DOCUMENT EXTRACT
——

You can expect degraded performance but you should really test the impact in a dev environment before running this on production so you're not caught off guard. If you perform this operation during off-peak hours you should be fine though.

To answer your questions: RDS instances can burst with something called I/O credits. Burst means its performance can go above the baseline performance to meet spikes in demand. It shouldn't be a big deal if you burn through them unless your instance relies on them (you can determine this from the rds instance metrics). Have a read through I/O Credits and Burst Performance .

Changing the disk size will not result in a complete rds instance outage, just performance degradation so it's better to do it during off-peak hours to minimise the impact as much as possible.

The technical answer is that AWS supports no downtime when scaling storage.

However, in the real world you need to factor how busy your current database is and how the "slowdown" will affect users. Consider the possibility that connections might timeout or the site may appear slower than usual for the duration of the scaling event.

In my experience, RDS storage resizing has been smooth without problems. However, we pick the best time of day (least busy) to implement this. We also go thru a backup procedure. We snapshot and bring up a standby server to switch over to manually just in case.

First according to RDS FAQs , there should be no downtime at all as long as you are only increasing storage size but not upgrading instance tier.

Q: Will my DB instance remain available during scaling?

——

Pointing entries for named objects:
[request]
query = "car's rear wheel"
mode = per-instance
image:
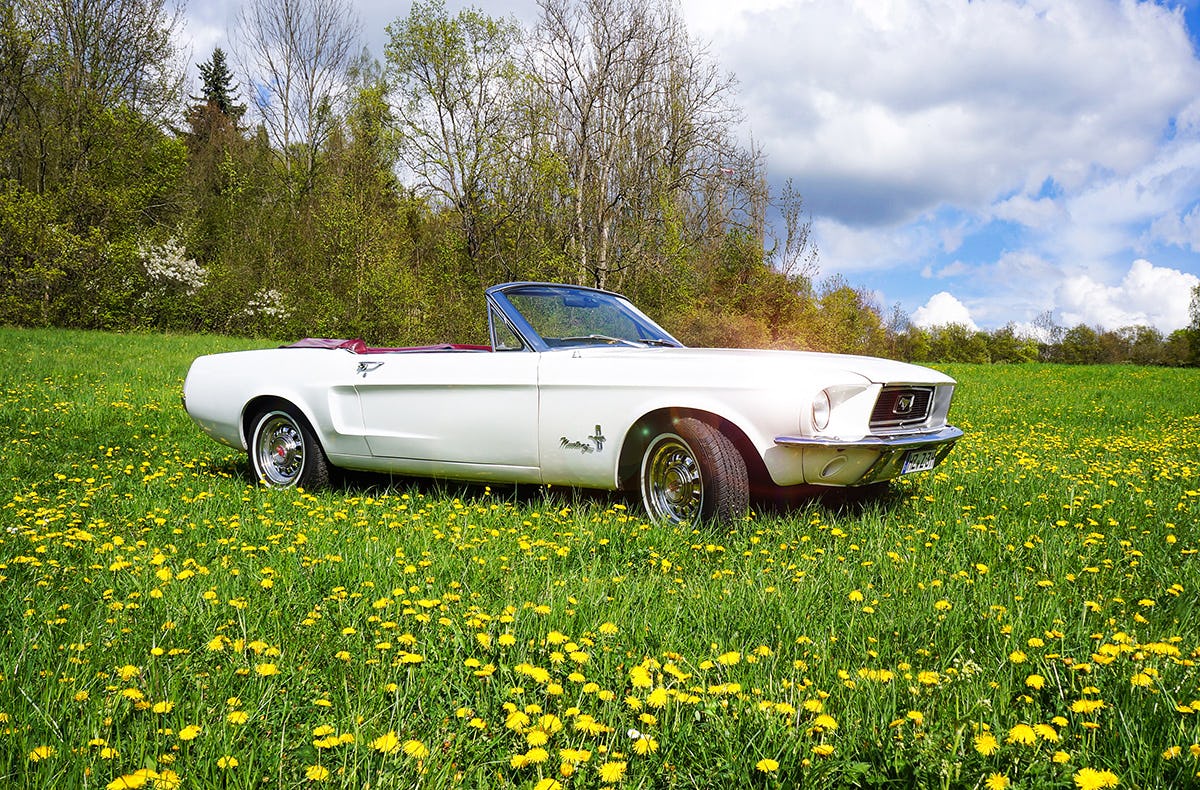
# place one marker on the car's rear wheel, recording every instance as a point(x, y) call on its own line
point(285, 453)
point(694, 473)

——

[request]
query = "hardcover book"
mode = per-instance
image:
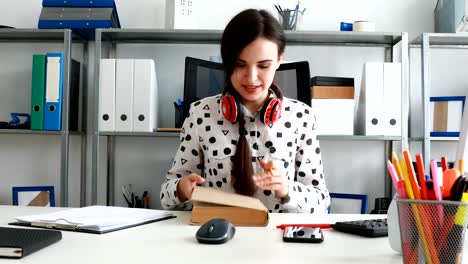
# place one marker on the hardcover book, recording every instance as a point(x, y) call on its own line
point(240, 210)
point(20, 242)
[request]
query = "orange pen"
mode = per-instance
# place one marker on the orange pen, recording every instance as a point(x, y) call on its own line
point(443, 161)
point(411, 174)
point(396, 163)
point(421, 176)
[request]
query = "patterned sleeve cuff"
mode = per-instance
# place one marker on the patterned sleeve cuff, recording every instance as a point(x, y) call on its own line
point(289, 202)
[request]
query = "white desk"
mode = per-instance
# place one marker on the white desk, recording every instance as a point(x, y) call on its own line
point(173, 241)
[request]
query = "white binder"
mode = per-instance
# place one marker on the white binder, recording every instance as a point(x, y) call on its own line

——

AIM OF THE EXERCISE
Carry on the discussion of resizing RDS storage from its final line.

EXERCISE RESPONSE
The storage capacity allocated to your DB Instance can be increased while maintaining DB Instance availability.

Second, according to RDS documentation :

Baseline I/O performance for General Purpose SSD storage is 3 IOPS for each GiB, which means that larger volumes have better performance.... Volumes below 1 TiB in size also have ability to burst to 3,000 IOPS for extended periods of time (burst is not relevant for volumes above 1 TiB). Instance I/O credit balance determines burst performance.

I can not say for certain why but I guess when RDS increase the disk size, it may defragment the data or rearrange data blocks, which causes heavy I/O. If you server is under heavy usage during the resizing, it may fully consume the I/O credits and result in less I/O and longer conversion times. However given that you started with 200GB I suppose it should be fine.

Finally I would suggest you to use multi-az deployemnt if you are so worried about downtime or performance impact. During maintenance windows or snapshots, there will be a brief I/O suspension for a few seconds, which can be avoided with standby or read replicas.